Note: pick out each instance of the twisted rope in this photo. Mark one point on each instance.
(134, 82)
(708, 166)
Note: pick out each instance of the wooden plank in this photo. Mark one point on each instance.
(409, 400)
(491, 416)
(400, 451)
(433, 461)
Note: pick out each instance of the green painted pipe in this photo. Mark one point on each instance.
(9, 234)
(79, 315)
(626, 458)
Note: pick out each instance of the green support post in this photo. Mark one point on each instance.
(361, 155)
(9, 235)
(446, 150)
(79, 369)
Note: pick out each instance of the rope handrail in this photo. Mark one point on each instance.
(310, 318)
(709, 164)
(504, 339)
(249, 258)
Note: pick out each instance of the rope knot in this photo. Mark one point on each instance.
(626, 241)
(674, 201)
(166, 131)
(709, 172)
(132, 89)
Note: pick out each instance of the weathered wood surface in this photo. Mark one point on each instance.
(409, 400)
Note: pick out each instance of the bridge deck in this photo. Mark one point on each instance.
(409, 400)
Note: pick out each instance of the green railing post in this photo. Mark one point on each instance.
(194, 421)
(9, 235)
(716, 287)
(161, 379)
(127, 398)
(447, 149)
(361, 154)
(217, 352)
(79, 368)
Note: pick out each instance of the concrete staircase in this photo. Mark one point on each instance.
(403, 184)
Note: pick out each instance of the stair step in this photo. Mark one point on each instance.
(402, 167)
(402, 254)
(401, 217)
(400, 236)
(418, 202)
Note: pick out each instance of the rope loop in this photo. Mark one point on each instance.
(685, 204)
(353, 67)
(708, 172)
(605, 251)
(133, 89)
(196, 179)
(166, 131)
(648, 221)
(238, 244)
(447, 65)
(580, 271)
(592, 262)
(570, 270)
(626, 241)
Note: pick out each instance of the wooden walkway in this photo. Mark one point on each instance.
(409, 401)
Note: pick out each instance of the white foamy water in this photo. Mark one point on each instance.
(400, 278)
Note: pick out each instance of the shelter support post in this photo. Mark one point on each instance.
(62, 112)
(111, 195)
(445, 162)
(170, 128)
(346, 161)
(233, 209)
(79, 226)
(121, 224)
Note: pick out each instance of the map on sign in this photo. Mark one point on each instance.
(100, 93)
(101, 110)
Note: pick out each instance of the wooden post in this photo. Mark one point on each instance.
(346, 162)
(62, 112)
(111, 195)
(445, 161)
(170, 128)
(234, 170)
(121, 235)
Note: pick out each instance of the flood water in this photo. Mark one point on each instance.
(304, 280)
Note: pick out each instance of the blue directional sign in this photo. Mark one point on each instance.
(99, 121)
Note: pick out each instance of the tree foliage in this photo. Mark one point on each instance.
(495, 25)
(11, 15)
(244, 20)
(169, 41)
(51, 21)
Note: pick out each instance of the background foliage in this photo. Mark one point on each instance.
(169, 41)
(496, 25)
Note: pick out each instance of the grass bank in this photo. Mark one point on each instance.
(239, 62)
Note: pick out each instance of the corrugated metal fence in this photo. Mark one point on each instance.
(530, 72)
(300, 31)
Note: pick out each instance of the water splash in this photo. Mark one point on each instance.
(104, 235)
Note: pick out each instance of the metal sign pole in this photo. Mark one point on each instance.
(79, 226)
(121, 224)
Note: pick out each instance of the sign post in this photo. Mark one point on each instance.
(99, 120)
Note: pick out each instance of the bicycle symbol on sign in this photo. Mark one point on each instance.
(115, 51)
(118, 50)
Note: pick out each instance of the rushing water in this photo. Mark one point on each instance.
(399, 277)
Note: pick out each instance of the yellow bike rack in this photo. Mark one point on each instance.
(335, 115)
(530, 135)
※ ※ ※
- **Exercise goal**
Exactly reproduce every line of the data above.

- **Problem solution**
Note: pick out each instance of the twisted rope in this photo. Mark one point on each instance.
(134, 82)
(708, 166)
Note: pick out each instance of the wooden plank in this photo. Mark one point on each instance.
(409, 400)
(491, 416)
(400, 451)
(433, 461)
Note: pick out each instance of the green painted pipe in this photo. Mark one point on each instance.
(9, 234)
(79, 315)
(626, 458)
Note: pick out each instance of the green support post in this photo. Mark one point on each instance.
(361, 155)
(9, 235)
(446, 150)
(79, 369)
Note: pick out each instance of the rope handrail in this photo. Mark one point on each instance.
(310, 318)
(709, 164)
(504, 339)
(249, 258)
Note: pick out each instance of the rope knot in this photo. Mark one point on each instance.
(626, 241)
(674, 201)
(166, 131)
(709, 172)
(132, 89)
Note: pick out each instance of the weathered wood surface in this photo. Mark one point on each instance.
(409, 400)
Note: pick out each instance of the bridge deck in this photo. Mark one point on each instance.
(409, 400)
Note: pick out each instance of the green railing post in this photo. Mark one point on each instance.
(194, 421)
(9, 235)
(716, 287)
(161, 379)
(127, 398)
(447, 149)
(361, 154)
(217, 352)
(79, 368)
Note: pick out each instance of the concrete staircase in this photo. Mark one point on each instance.
(403, 184)
Note: pick out each instance of the stair step in this photo. Mark one point on each instance.
(402, 167)
(402, 254)
(401, 217)
(400, 236)
(418, 202)
Note: pick out each instance of the rope loop in this photo. Mark one point on each instance.
(685, 204)
(353, 67)
(708, 172)
(605, 251)
(133, 89)
(196, 179)
(166, 131)
(648, 221)
(238, 244)
(447, 65)
(580, 271)
(592, 262)
(570, 270)
(626, 241)
Note: pick out each instance of the wooden walkway in this photo. Mark one point on each instance.
(409, 401)
Note: pick out each instance of the white foamy water in this photo. Mark one point on each instance.
(400, 278)
Note: pick out each instance of the shelter support post in this photo. Mark one point on each instance.
(62, 112)
(111, 195)
(445, 162)
(170, 128)
(346, 161)
(233, 209)
(79, 226)
(121, 224)
Note: pick out each instance of the map on sign in this photo. Mark one point on each instance.
(100, 93)
(101, 110)
Note: pick out each instance of the wooden post in this photo. Mark one point on each instance.
(346, 162)
(62, 112)
(111, 195)
(445, 161)
(170, 128)
(234, 170)
(121, 235)
Note: pick out each instance of the flood water in this photo. Mark one point on each instance.
(304, 280)
Note: pick out each instance of the blue directional sign in this photo. Mark one point on each instance.
(99, 121)
Note: pick out each instance of the tree foliage in this photo. Mark one point on each instance.
(495, 25)
(11, 15)
(244, 20)
(169, 41)
(51, 21)
Note: pick out each instance of the background foliage in this photo. Mark one point on each instance.
(169, 41)
(496, 25)
Note: pick out each instance of the grass bank in this photo. Mark one point on each instance.
(239, 62)
Note: pick out each instance of the corrugated metal fence in this photo. Mark one point on each instance.
(530, 72)
(300, 31)
Note: pick out each instance of the water splash in this photo. Mark one point on each instance.
(104, 235)
Note: pick out each instance of the metal sign pole in this photo. Mark one point on each instance.
(79, 226)
(121, 224)
Note: pick out each instance of the sign post in this photo. Mark one point on each instance.
(99, 120)
Note: pick out each instance of the bicycle symbol on sign in this photo. Mark one point on each instance.
(115, 51)
(118, 50)
Note: pick out each instance of the rushing water in this photo. Mark one point on each instance.
(399, 277)
Note: pick out each instance of the yellow bike rack in this photo. Mark one point on each instance.
(335, 115)
(530, 135)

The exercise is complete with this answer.